**INSTRUCTION**
Copy everything from the line containing "of the wrinkled" down to the end of the items, changing "tablecloth" to "table runner" and leaving the rest untouched.

**DATA FOR THIS EXERCISE**
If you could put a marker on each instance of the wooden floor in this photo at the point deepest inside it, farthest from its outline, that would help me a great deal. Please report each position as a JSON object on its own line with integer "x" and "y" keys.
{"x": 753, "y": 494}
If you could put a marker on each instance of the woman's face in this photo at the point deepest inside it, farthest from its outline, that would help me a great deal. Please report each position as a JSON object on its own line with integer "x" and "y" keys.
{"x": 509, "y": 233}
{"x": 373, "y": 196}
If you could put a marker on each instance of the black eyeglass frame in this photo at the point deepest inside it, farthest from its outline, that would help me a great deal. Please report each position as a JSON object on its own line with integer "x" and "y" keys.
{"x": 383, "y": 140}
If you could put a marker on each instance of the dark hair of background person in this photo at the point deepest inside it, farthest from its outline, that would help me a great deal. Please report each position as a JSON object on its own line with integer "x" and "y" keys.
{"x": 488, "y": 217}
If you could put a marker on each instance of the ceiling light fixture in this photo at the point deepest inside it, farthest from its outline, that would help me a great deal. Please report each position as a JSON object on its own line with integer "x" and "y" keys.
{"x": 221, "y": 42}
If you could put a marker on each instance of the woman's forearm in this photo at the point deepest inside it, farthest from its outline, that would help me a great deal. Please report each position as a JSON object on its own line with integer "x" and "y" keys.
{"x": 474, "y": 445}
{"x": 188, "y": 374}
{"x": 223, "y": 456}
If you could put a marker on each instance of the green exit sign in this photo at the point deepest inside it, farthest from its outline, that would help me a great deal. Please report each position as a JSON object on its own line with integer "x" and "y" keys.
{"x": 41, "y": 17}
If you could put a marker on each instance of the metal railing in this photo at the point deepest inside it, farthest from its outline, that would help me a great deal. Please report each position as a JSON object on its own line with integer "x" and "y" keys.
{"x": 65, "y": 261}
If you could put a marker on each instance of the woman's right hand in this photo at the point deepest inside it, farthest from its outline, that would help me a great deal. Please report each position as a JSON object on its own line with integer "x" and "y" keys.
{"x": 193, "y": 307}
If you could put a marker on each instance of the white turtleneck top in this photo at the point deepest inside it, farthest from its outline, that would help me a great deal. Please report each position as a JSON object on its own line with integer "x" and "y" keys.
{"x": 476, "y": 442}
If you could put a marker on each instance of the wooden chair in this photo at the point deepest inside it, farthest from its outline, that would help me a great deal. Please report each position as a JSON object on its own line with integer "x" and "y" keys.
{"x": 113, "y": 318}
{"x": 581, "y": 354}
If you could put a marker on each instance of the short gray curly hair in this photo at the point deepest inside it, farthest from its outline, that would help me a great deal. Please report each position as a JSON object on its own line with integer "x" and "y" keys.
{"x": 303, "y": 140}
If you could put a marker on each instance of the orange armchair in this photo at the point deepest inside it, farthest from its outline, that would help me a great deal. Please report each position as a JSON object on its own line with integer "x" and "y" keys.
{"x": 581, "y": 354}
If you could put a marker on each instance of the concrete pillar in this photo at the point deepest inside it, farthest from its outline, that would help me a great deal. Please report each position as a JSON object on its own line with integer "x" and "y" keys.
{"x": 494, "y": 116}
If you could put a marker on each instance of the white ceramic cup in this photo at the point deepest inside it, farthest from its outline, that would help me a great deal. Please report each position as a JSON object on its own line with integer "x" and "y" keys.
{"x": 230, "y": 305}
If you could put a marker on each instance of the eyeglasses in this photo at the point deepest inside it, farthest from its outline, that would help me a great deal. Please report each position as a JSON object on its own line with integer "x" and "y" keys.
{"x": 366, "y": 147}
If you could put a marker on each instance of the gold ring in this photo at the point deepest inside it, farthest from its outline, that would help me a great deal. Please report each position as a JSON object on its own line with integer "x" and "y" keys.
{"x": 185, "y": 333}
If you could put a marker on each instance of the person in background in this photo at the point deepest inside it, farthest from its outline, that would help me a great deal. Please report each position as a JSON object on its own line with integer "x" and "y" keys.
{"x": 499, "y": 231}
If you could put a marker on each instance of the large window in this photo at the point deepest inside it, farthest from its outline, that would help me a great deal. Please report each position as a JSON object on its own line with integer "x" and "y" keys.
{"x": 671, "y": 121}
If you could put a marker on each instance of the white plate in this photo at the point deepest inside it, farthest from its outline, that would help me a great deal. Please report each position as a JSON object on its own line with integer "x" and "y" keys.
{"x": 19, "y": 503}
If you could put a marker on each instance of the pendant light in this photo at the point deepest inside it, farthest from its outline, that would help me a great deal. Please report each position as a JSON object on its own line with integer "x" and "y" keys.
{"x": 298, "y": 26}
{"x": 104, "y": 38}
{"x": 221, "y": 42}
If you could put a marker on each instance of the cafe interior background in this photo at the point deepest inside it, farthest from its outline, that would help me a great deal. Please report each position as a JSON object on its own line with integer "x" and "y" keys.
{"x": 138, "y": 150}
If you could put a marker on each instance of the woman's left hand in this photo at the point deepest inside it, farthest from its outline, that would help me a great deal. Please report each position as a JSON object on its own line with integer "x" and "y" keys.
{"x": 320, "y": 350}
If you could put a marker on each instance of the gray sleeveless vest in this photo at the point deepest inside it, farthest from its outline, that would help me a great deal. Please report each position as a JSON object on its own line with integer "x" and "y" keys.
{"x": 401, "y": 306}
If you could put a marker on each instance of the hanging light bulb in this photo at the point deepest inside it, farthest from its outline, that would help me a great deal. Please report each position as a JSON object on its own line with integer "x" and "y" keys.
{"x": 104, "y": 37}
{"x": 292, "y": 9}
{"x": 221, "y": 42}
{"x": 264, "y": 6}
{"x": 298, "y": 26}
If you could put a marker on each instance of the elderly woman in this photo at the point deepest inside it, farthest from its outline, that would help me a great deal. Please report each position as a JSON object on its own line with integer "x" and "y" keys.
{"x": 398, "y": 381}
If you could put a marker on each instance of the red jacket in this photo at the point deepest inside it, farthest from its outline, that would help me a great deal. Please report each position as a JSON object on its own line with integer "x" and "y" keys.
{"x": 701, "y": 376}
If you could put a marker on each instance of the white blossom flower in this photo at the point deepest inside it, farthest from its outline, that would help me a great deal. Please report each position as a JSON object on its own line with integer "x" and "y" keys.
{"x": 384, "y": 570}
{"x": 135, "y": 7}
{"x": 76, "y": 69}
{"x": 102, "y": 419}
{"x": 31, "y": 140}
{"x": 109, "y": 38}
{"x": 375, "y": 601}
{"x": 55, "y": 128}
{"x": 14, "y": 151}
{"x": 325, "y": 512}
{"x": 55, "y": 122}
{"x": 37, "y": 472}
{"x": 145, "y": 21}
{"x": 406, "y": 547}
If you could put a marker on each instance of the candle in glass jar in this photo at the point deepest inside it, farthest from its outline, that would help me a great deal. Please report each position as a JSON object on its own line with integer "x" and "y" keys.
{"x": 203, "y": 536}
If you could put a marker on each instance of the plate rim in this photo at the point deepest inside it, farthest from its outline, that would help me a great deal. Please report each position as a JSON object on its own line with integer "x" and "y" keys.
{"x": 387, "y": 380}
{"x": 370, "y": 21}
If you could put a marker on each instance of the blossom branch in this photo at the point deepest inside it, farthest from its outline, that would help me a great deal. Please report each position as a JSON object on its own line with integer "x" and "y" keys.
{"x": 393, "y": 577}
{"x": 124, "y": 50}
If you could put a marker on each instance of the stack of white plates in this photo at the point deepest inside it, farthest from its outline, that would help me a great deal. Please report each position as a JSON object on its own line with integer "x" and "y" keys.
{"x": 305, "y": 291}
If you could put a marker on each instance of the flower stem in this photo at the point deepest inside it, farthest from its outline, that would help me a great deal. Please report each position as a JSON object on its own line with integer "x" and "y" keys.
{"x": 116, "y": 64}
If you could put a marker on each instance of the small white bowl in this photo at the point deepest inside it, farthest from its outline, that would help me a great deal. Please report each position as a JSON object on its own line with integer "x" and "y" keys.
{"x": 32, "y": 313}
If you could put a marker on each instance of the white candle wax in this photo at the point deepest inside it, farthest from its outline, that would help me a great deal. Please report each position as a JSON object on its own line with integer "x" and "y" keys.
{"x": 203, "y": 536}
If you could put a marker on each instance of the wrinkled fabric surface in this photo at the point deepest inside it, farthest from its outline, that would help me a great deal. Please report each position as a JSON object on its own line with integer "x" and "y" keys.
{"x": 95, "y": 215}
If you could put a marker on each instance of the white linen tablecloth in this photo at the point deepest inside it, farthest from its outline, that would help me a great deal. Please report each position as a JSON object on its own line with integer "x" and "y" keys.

**ANSWER TO THIS EXERCISE**
If you could put a marker on each instance of the wrinkled fabric surface in this photo at the point deepest inside it, farthest from its outline, that would help me a great deal. Please report each position as a JSON object on its own line with integer "x" and "y" keys.
{"x": 95, "y": 215}
If you could put a marker on each instance of the white linen table runner in this photo at the point deepest inside it, farthest from its outline, that would help me a great deal. Please report each position as a JSON object on its own line with integer "x" and "y" keys.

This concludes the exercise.